§ Document extract:

═══

Desk Editor's Note private letter to a colleague

The paper gives a clean functional-analytic construction for recovering the H^{-1} norm from an expectation over random test functions whose distribution depends only on the domain, then uses it to train SV-PINNs that beat standard PINNs on eight elliptic test cases.

read the letter

The central new piece is the observation that the H^{-1} norm of any functional equals the square root of the expected squared pairing against a random test function whose covariance is the inverse Riesz map of the H^1_0 inner product on the domain. This makes the quadratic form match the dual norm exactly and keeps the topology right even when the sample paths are rough for d greater than or equal to 2. Because the distribution is fixed by the domain alone, the same random test functions work for any differential operator, which is the practical payoff. They turn this into stochastic variational PINNs by replacing the usual supremum in the residual norm with an empirical average over samples from that distribution. The numerical section tests the approach on eight second-order linear elliptic problems that include high-frequency solutions, multi-scale coefficients, indefinite operators, variable coefficients, and non-standard domains. In each case the SV-PINN reaches relative errors below one percent in a few hundred L-BFGS steps while standard PINNs lag behind. The math behind the norm equivalence looks solid once you see the Riesz-map construction; it is not a fitted surrogate but a direct consequence of the inner-product definition. The experiments supply concrete evidence that the stochastic loss is easier to optimize than the usual variational one. The main soft spot is that the paper does not report how many samples are drawn per gradient step or how the random functions are discretized, so it is hard to judge the variance of the estimator or its sensitivity to implementation choices. The broader claims about parabolic, hyperbolic, and abstract operator equations are stated but not demonstrated. This is useful reading for anyone working on variational formulations inside scientific machine learning or on tractable surrogates for dual norms in PDE solvers. It is worth sending to peer review because the core construction is straightforward to check and the reported gains are specific enough to be worth verifying.

Referee Report

0 major / 2 minor

Summary. The manuscript proves that the H^{-1} norm of any functional is equivalent to the square root of its expected squared pairing against a random test function whose law depends only on the domain. This equivalence is independent of the differential operator, yields stochastically weak solutions that coincide with classical weak solutions, and motivates SV-PINNs: neural networks trained by minimizing an empirical Monte-Carlo approximation to the stochastic residual norm. The framework is illustrated on eight second-order linear elliptic problems (high-frequency, multi-scale, indefinite, variable-coefficient, non-standard domains) where SV-PINNs recover solutions to within 1% relative error in a few hundred L-BFGS iterations and consistently outperform standard PINNs.

═══

§ Information provided:
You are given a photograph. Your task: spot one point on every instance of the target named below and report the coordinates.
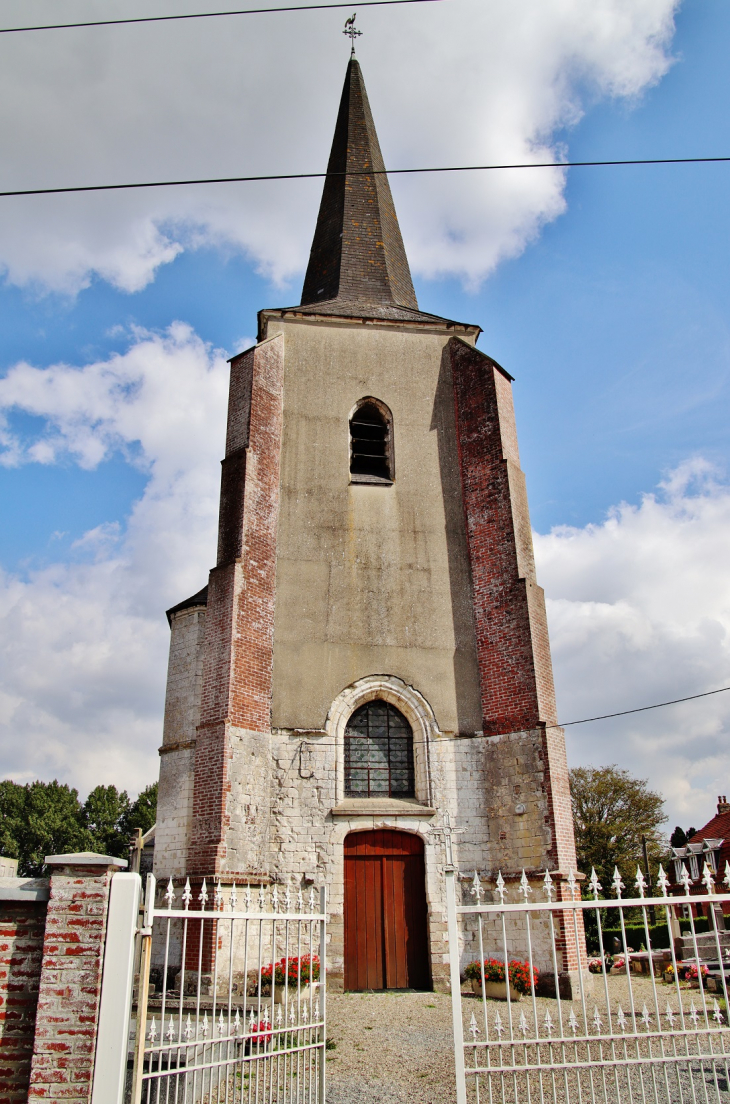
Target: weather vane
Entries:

═══

§ Requests:
a) Copy the SV-PINN review word for word from "The paper gives" to "elliptic test cases.".
b) Sum up the SV-PINN review in two sentences.
c) Using the SV-PINN review, answer yes or no to each statement and quote the words that decide it: (i) the distribution of the random test functions depends on the differential operator; (ii) the approach was tested on eight second-order linear elliptic problems; (iii) the paper reports how many samples are drawn per gradient step.
None of the lines have anything to do with the SV-PINN review.

§ Solutions to each task:
a)
The paper gives a clean functional-analytic construction for recovering the H^{-1} norm from an expectation over random test functions whose distribution depends only on the domain, then uses it to train SV-PINNs that beat standard PINNs on eight elliptic test cases.

b) The paper builds an expression for the H^{-1} norm from random test functions whose distribution depends only on the domain, then uses it to train stochastic variational PINNs. On eight elliptic test cases these reach relative errors below one percent in a few hundred L-BFGS steps and beat standard PINNs, though the paper does not report how many samples are drawn per gradient step or how the random functions are discretized.

c)
(i) No: "Because the distribution is fixed by the domain alone, the same random test functions work for any differential operator"
(ii) Yes: "The numerical section tests the approach on eight second-order linear elliptic problems"
(iii) No: "the paper does not report how many samples are drawn per gradient step"